◆ **Selected excerpt**:

----

The City is for All regularly organizes events that contribute to the protection of homeless people's rights, advocate for their interests, and change the social perception of homeless people. The group has been involved in an anti-eviction campaign, including civil disobedience against forced evictions.

The group frequently appears in the media in order to change the misconception that homeless people are incapable and hopeless.

This City is For All works together with other grassroots organizations representing the concerns of marginalized and oppressed groups. It cultivates international connections as well, exemplified by participation in the European Social Forum, in the Social Action Exchange project, in the International Alliance of Inhabitants or a discussion of student and homeless activists with American geographer Neil Smith and Canadian academic Deborah E. Cowen in 2010. The group participated in the 2009 FEANTSA conference "Sharing the power – working together: Participation as a tool to solve homelessness" in Copenhagen and in the 2010 University of Barcelona – Associació Prohabitatge – FEANTSA conference "Housing Rights: from Theory to Practice" in Barcelona.

----

◆ **Data for analysis**:
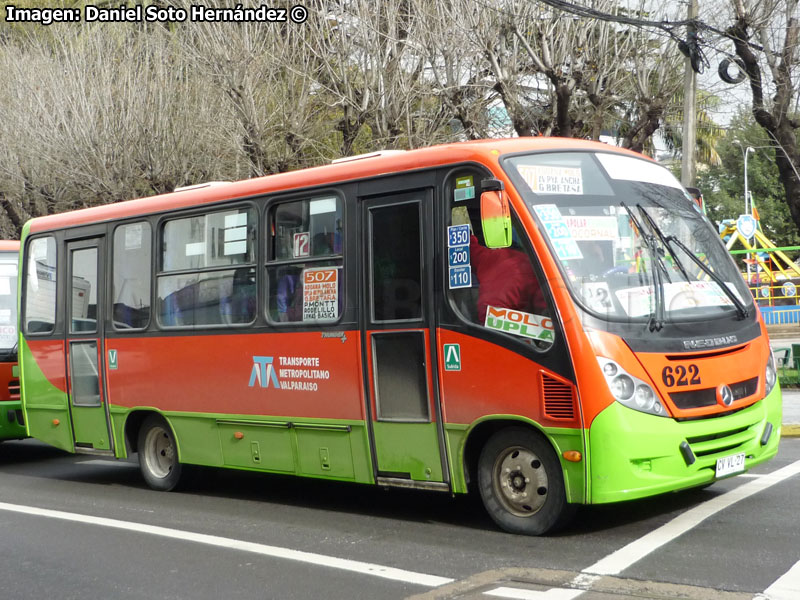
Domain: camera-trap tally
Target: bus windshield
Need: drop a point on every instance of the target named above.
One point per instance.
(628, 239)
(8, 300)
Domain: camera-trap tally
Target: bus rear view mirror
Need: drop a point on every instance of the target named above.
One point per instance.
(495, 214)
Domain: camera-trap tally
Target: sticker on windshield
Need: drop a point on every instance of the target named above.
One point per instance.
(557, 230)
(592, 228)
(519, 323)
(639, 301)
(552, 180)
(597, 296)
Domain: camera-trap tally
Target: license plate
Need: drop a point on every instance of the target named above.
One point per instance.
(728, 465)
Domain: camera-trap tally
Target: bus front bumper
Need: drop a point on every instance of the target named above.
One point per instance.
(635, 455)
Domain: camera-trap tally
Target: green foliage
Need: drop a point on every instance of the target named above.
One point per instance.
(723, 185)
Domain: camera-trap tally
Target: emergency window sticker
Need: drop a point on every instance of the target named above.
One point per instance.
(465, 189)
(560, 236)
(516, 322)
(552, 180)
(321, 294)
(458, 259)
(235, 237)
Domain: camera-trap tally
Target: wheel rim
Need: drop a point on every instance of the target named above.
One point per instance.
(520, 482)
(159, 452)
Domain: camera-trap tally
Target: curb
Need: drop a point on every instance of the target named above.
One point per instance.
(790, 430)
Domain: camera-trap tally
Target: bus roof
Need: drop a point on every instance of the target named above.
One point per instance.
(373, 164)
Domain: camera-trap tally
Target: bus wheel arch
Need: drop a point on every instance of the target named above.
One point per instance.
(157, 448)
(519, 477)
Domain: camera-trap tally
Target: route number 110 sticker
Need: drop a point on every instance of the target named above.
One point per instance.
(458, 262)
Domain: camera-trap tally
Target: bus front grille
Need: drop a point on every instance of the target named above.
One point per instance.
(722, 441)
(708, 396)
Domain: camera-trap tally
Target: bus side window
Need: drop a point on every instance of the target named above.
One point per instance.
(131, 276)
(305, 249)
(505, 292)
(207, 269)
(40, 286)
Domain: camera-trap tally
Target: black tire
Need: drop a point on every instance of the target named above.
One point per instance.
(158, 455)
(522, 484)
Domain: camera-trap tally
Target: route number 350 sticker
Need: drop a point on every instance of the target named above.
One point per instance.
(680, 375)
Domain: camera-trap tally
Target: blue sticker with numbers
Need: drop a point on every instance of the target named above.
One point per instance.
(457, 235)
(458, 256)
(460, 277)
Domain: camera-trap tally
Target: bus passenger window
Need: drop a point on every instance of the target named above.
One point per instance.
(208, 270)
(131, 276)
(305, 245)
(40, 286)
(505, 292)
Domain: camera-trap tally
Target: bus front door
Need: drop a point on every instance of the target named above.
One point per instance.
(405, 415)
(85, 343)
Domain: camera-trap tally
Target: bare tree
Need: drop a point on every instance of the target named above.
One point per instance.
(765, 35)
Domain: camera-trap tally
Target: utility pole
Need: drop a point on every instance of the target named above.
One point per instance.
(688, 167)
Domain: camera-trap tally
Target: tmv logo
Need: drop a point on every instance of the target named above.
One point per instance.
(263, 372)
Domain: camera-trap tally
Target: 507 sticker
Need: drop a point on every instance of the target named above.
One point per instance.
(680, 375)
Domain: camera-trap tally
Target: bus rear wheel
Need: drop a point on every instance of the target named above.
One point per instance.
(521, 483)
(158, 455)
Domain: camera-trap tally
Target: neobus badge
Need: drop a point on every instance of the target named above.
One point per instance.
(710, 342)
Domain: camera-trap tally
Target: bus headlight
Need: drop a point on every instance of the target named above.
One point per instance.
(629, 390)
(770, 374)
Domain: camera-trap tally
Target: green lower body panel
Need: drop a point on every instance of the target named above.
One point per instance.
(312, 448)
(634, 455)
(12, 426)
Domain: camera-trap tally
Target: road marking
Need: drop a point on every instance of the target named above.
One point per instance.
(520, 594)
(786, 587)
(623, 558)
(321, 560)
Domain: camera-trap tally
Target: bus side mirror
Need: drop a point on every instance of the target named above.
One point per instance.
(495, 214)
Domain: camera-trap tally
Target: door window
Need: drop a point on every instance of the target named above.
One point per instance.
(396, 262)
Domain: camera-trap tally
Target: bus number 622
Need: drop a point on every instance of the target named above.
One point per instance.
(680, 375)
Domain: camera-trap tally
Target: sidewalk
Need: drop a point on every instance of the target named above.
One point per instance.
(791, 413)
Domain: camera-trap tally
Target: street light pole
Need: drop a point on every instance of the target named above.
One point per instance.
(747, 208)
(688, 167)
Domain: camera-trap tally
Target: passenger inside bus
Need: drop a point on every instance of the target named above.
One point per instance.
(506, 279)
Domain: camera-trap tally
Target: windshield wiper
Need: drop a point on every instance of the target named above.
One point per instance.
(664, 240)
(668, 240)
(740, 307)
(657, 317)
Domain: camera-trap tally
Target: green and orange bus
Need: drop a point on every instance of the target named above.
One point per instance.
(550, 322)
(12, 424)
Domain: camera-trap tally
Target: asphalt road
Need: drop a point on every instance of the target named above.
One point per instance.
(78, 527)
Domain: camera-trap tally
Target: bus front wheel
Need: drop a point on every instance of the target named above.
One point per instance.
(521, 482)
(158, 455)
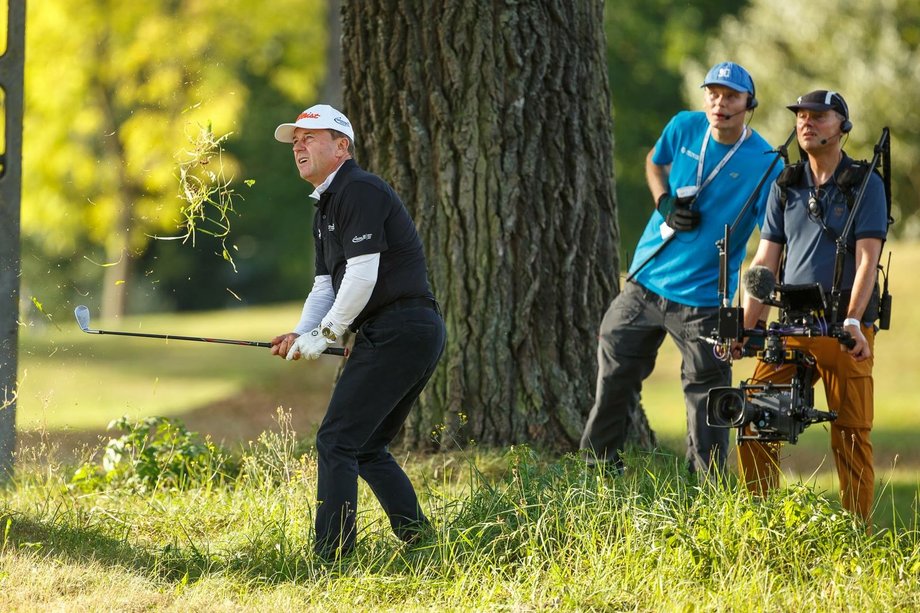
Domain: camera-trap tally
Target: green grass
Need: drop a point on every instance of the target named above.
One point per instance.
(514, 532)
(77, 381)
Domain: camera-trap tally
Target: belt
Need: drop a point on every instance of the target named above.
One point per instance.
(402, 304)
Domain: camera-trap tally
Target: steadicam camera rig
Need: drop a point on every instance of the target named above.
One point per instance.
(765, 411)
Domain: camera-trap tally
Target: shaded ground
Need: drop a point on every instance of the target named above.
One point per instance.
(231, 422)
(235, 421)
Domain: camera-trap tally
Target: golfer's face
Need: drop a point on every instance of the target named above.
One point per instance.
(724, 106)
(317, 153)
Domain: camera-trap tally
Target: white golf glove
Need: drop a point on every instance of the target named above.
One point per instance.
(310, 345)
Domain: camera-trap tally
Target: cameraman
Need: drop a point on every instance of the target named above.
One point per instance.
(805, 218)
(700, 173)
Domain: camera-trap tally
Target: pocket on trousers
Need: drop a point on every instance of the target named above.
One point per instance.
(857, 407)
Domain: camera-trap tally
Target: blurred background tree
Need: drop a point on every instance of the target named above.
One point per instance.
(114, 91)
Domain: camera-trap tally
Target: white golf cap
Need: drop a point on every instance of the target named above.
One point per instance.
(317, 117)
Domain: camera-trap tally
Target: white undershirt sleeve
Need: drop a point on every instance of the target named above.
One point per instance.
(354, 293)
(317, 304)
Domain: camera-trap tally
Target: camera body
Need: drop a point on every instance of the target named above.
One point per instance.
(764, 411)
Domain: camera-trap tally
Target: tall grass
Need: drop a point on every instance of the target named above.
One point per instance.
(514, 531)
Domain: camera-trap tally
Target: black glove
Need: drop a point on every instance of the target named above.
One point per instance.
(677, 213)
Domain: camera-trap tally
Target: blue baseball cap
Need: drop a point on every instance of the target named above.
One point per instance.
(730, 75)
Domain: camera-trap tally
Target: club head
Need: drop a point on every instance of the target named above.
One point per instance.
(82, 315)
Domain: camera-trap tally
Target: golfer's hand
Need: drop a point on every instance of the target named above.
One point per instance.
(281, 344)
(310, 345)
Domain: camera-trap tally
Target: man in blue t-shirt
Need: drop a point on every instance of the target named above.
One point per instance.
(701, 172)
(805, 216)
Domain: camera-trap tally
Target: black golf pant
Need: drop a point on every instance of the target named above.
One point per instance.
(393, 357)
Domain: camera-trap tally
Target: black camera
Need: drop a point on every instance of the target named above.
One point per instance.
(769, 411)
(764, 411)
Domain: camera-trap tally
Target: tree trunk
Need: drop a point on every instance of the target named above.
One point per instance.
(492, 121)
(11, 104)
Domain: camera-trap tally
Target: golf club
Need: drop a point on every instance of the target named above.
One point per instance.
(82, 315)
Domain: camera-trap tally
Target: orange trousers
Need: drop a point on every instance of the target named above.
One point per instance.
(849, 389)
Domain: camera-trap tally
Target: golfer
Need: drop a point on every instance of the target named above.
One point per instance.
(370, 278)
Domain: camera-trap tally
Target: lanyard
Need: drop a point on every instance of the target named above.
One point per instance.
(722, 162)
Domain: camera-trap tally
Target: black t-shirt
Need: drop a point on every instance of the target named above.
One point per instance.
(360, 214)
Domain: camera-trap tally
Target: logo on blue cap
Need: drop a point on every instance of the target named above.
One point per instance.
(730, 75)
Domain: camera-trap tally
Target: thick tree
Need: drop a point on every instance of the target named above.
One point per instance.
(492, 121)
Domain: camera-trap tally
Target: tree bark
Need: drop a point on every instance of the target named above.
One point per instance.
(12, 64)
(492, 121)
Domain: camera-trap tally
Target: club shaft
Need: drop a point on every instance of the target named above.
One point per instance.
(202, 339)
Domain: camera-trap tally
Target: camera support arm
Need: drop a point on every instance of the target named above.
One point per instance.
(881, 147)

----

◆ **Requirement 1**: In the passage on The City is for All, in which city did the group attend the 2009 FEANTSA conference?
◆ **Requirement 2**: Output word for word the portion of the passage on The City is for All starting at "The City is" and ending at "against forced evictions.".
◆ **Requirement 3**: Go on with the passage on The City is for All from the point where it stops.
The items above were taken from a different source than the passage on The City is for All.

◆ **Exercise response 1**: Copenhagen

◆ **Exercise response 2**:
The City is for All regularly organizes events that contribute to the protection of homeless people's rights, advocate for their interests, and change the social perception of homeless people. The group has been involved in an anti-eviction campaign, including civil disobedience against forced evictions.

◆ **Exercise response 3**:
In June 2010, the group held a workshop for Slovenian social workers and homeless people on self-organizing at a conference organized by Slovenian street newspaper NGO Kings of the Street.

Justice on the Streets was a participatory action research inquiry run by City is For All between 2011 and 2013. The project collected data related and studied personal experiences of homeless regarding discrimination against by the representatives of the Hungarian state in Budapest.

On 19 January 2013 thirty housing activists were arrested on misdemeanor charges for disobeying police orders after they had squatted an empty house in the Erzsébetváros district of Budapest. The City is For All supported the demands of the activists to put the derelict house back into use.

The City is For All combined with FEANTSA again later in 2013, to organise a one-day seminar entitled 'Promoting Housing rights in Hungary'.